> **Exercise requirements**:
Render the items below as a JSON list of strings, one string per line and blank lines omitted, covering only the span from the start of the items through the line containing "column 281, row 65".

> **Recorded information**:
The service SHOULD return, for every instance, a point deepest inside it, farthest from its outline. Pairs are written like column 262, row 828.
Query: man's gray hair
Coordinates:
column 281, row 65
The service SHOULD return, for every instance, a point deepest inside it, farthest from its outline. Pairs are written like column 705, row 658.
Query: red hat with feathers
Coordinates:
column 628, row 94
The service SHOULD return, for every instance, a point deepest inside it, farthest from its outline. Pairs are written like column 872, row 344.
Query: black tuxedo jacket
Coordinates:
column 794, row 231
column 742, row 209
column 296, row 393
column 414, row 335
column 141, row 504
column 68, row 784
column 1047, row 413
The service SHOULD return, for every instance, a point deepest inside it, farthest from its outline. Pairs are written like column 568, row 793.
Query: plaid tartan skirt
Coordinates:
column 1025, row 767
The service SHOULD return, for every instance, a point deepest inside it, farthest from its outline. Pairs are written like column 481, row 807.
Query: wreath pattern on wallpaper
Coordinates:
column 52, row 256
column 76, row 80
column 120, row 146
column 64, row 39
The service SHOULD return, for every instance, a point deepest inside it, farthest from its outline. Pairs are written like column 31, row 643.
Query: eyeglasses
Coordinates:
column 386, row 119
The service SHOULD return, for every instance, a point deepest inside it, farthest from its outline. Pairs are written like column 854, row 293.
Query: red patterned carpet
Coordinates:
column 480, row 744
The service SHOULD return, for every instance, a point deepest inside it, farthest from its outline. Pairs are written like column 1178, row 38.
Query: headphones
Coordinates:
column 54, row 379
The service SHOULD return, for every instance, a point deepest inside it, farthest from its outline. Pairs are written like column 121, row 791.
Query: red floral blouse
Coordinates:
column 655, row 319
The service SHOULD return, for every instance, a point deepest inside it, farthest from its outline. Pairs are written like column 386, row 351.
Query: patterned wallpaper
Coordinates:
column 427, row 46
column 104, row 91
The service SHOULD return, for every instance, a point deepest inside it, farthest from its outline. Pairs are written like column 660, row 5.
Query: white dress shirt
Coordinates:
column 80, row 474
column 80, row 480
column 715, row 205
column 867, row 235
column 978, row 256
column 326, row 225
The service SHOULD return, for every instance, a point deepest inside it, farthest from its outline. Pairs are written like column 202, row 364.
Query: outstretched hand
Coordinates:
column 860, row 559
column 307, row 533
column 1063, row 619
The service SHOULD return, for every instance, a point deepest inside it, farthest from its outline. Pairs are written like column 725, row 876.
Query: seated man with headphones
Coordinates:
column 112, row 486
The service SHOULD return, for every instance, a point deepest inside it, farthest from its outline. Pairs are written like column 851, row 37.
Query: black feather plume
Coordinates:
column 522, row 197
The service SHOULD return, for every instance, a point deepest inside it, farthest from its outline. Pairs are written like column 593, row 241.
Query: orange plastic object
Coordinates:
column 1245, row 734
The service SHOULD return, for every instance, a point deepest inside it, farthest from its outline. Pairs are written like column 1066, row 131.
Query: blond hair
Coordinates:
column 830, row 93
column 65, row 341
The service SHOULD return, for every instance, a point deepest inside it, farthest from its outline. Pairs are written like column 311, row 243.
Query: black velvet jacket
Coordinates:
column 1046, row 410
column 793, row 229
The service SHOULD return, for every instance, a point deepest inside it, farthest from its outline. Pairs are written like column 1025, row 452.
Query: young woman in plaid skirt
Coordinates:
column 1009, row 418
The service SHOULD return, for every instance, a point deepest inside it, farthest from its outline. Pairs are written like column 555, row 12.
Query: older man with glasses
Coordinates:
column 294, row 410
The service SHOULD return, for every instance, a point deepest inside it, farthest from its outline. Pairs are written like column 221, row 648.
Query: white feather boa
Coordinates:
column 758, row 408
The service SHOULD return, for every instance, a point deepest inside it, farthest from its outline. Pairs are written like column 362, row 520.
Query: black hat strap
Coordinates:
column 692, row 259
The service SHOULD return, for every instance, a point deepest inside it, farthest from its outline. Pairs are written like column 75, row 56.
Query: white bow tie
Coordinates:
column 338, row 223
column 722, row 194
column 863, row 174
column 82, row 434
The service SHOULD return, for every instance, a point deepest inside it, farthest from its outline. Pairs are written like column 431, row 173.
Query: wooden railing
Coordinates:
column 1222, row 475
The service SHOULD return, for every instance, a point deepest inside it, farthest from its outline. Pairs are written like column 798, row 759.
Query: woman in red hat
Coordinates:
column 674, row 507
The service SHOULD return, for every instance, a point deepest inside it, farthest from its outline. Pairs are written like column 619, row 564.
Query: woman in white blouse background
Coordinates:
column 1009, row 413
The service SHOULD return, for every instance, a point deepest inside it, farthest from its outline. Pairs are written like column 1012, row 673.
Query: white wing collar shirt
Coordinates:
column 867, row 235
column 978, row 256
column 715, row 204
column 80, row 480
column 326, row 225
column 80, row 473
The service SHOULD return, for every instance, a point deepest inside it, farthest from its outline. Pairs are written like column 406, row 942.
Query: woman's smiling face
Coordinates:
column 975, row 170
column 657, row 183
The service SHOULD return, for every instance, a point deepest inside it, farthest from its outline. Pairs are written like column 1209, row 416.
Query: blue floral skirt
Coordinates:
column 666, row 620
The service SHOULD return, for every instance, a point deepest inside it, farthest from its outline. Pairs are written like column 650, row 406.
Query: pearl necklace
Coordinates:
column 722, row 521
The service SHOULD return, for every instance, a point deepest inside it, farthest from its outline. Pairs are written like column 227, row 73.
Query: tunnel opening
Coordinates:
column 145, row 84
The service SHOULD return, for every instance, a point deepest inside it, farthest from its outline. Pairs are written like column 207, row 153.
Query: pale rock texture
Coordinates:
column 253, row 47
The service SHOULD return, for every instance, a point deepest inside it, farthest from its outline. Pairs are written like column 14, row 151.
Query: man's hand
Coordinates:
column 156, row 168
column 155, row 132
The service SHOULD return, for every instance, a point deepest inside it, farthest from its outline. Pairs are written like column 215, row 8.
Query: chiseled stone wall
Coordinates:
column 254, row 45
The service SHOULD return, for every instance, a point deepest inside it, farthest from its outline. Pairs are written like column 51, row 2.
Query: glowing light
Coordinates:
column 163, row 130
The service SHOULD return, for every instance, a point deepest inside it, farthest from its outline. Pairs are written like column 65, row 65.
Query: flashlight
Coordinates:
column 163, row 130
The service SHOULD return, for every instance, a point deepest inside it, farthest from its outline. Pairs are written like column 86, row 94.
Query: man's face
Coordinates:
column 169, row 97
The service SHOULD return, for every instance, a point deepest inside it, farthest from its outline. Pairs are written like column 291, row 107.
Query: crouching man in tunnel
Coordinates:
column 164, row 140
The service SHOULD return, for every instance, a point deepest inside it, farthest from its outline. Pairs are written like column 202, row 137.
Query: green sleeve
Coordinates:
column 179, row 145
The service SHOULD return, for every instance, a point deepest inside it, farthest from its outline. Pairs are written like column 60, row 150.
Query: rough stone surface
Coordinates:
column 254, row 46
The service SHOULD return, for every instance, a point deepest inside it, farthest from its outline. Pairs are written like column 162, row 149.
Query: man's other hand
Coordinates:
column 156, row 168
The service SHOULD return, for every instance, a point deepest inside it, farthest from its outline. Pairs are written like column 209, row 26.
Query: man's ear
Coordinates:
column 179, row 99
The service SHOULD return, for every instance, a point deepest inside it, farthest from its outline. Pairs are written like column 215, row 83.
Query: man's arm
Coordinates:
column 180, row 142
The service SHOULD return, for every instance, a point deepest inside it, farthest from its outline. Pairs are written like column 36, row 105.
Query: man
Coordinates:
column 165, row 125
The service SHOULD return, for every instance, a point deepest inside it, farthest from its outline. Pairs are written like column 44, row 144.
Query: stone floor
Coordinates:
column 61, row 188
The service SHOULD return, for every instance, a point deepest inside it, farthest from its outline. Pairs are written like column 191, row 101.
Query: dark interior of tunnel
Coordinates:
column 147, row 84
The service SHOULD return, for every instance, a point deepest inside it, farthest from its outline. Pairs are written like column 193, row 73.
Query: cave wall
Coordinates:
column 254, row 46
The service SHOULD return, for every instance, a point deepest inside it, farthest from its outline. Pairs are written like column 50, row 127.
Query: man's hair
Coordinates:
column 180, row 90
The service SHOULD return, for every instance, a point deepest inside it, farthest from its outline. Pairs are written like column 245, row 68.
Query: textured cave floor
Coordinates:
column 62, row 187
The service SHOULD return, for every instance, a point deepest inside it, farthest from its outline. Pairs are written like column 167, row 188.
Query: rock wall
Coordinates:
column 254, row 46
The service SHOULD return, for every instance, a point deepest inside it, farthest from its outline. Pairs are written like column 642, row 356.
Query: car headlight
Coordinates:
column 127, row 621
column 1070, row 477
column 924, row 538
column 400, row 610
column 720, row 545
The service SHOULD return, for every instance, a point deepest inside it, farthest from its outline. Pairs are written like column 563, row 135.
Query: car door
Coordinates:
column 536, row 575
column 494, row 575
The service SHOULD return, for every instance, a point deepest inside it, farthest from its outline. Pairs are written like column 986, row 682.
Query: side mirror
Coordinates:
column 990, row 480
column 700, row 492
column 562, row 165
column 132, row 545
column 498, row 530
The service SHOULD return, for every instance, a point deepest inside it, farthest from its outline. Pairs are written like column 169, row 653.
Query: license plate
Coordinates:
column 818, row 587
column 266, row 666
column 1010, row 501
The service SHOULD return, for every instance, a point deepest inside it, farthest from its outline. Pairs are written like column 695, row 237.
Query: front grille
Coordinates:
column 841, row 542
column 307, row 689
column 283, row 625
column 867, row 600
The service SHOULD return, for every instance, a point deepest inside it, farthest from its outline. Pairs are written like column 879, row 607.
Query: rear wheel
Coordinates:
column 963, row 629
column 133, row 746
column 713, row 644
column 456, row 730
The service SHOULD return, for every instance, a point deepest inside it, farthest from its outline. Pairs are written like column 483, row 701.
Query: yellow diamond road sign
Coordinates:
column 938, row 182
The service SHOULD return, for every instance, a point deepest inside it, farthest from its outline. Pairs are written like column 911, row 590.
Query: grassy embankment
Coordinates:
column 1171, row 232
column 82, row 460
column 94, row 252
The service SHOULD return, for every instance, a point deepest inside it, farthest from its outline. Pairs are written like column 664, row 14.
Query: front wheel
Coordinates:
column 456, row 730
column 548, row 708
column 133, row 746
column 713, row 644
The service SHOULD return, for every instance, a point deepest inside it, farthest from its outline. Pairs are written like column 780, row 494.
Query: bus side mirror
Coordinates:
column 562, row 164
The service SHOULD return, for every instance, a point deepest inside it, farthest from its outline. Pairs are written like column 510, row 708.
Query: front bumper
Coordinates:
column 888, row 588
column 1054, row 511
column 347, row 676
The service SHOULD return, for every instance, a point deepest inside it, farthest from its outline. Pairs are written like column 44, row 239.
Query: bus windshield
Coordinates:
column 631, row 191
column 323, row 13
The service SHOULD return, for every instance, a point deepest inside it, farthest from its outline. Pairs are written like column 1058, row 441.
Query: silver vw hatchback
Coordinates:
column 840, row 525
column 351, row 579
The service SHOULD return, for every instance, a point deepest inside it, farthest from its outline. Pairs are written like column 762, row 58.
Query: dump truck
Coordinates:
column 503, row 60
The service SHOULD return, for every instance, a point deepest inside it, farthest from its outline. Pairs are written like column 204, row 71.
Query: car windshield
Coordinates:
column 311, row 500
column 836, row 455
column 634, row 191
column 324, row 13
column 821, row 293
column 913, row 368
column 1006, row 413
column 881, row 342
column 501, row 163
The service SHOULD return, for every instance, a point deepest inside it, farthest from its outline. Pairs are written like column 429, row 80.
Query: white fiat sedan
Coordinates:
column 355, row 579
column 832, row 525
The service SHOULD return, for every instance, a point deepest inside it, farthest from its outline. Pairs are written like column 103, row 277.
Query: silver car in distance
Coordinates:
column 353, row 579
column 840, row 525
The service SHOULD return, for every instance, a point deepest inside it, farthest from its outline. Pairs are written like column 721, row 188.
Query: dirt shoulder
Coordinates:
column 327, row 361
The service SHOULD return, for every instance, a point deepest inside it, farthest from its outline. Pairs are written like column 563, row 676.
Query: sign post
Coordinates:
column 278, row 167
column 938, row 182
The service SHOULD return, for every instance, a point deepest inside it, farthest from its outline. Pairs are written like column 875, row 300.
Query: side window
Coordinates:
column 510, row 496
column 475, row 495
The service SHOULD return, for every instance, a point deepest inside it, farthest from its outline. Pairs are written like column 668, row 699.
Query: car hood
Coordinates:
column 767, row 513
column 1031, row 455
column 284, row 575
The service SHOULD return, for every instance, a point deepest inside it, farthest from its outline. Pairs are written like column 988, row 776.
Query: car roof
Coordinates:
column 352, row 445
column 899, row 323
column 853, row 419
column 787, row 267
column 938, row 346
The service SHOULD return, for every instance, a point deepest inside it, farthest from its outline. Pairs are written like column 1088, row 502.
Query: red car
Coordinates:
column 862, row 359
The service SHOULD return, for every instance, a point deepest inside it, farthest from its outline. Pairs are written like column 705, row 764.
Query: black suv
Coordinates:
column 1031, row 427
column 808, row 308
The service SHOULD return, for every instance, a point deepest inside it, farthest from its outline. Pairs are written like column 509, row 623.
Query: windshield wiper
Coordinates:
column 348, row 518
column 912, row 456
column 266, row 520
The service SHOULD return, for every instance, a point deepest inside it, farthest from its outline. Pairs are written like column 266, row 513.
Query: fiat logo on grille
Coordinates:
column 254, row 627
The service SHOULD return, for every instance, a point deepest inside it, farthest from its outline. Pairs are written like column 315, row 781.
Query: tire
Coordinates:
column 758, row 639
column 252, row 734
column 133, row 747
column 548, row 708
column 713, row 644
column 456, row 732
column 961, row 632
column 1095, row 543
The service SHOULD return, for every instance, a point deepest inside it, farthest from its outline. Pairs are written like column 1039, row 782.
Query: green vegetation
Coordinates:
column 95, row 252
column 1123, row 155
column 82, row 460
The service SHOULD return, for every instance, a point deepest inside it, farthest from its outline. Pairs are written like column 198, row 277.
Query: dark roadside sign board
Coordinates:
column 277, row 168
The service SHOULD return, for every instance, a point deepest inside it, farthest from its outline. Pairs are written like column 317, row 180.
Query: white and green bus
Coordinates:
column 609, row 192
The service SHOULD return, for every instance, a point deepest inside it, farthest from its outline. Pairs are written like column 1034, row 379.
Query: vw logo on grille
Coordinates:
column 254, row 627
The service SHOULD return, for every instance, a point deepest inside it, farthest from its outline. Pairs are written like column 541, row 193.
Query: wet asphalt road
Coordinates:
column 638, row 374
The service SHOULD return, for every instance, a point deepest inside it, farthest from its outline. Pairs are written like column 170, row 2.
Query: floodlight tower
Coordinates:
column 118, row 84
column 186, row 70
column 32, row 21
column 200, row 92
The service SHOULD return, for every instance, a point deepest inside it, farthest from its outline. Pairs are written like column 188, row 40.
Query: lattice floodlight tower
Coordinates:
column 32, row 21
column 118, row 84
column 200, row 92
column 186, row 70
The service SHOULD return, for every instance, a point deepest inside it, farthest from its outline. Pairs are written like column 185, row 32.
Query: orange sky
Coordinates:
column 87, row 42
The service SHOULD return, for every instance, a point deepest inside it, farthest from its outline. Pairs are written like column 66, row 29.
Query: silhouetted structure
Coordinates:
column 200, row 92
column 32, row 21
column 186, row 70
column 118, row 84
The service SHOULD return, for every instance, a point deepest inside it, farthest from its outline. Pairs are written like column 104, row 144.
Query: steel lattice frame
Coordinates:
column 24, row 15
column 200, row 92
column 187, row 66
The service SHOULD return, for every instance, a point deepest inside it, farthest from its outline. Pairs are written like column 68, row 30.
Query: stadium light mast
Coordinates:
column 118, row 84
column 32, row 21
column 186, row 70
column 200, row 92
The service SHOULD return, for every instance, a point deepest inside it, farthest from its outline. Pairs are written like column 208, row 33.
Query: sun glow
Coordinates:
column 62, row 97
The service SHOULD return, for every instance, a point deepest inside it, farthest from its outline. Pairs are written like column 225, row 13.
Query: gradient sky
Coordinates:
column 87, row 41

> **Result of this exercise**:
[
  "The service SHOULD return, for every instance, a point deepest inside it, farthest from its outline. Pairs are written like column 262, row 828.",
  "Query: man's gray hair",
  "Coordinates:",
  "column 281, row 65"
]